» ENTRIES PROVIDED:
===
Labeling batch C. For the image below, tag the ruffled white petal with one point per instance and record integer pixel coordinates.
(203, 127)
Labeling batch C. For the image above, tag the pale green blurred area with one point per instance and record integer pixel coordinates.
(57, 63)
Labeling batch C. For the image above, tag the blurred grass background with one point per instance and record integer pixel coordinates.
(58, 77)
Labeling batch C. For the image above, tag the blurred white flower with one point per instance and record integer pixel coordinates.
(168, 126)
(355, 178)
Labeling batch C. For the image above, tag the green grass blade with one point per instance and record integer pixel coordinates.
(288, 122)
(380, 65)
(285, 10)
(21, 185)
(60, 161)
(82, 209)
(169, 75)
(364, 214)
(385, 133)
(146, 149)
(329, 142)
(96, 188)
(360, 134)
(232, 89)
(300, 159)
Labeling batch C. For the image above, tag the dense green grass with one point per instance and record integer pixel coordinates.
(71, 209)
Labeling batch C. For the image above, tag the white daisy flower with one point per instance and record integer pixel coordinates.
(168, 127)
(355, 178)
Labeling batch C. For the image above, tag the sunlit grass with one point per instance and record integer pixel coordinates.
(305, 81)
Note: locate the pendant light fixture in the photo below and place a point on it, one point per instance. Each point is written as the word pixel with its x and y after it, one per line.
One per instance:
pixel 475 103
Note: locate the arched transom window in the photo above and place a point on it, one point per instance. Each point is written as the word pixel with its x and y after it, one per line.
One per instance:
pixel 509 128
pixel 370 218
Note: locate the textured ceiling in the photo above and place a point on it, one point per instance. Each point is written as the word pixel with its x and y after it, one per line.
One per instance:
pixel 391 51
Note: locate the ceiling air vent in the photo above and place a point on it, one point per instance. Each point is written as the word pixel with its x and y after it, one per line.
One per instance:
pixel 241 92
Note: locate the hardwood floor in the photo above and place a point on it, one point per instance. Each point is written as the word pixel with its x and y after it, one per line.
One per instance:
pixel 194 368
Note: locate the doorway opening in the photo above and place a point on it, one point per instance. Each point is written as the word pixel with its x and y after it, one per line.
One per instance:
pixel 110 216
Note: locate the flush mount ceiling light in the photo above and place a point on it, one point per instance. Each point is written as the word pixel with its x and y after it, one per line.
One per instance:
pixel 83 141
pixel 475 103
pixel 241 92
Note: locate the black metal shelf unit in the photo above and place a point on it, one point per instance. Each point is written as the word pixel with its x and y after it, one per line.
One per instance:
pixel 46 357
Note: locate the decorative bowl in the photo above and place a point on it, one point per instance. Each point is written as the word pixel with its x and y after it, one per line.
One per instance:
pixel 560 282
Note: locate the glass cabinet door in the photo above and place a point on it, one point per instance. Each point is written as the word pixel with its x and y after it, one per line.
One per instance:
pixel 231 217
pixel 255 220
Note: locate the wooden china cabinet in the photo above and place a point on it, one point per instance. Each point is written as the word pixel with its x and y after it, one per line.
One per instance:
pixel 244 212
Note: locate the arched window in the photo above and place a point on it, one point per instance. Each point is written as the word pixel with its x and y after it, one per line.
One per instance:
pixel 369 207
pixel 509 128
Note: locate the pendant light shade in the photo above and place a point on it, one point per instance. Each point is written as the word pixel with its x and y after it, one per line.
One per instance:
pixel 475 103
===
» GOAL OF THE EXERCISE:
Determine the number of lines in the data above that hold "arched", and reply with that number alone.

» REPLY:
2